### GIVEN INSTRUCTION
Display every line in the entries below that contains the word "leaf".

### DATA IN THIS EXERCISE
::::::::

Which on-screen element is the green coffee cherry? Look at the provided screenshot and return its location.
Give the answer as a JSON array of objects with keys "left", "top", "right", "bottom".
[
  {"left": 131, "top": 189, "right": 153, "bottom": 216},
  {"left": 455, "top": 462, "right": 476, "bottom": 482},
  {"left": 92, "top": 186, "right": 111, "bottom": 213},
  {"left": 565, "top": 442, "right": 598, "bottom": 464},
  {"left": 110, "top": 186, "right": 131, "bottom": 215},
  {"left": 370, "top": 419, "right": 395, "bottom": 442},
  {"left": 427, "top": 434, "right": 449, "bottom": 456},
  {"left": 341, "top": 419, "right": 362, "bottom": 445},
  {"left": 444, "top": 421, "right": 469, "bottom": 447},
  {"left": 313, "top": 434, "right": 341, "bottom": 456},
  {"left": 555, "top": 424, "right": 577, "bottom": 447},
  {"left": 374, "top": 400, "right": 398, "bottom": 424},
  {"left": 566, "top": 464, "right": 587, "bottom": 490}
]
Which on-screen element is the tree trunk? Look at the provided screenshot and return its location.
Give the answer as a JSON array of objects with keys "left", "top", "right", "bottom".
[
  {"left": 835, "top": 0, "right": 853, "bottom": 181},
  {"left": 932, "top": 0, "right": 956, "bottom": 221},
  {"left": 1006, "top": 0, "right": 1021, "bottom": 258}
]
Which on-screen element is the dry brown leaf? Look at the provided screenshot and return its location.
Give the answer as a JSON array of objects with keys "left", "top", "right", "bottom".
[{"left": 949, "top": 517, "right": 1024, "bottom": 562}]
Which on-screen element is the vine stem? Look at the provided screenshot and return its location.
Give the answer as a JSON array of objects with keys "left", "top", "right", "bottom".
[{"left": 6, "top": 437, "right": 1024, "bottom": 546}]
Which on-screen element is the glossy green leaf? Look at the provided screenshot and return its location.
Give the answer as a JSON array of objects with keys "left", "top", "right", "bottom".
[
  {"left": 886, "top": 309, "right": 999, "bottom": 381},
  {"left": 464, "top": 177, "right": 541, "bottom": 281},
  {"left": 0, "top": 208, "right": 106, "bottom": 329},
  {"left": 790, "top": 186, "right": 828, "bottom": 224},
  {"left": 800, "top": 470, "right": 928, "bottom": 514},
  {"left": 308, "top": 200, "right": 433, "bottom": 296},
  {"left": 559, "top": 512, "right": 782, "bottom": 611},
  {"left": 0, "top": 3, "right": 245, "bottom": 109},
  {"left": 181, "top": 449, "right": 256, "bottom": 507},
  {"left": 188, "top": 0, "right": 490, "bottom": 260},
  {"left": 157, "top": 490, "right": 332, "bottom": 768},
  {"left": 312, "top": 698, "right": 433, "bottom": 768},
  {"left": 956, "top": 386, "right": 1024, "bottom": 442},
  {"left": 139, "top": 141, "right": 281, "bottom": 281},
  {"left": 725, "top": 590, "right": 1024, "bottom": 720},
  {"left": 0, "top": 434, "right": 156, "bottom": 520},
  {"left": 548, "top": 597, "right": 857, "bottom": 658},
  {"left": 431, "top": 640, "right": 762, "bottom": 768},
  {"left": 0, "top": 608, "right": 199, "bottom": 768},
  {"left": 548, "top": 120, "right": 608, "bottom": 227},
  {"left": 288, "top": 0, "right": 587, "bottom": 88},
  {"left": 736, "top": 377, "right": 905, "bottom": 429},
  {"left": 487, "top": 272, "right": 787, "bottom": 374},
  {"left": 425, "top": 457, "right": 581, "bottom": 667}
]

::::::::

### THE SOLUTION
Which on-screen element is the dry brown leaf? Look at the provided screenshot and return its location.
Which on-screen element is the glossy green leaf? Look at the provided screenshot and return its location.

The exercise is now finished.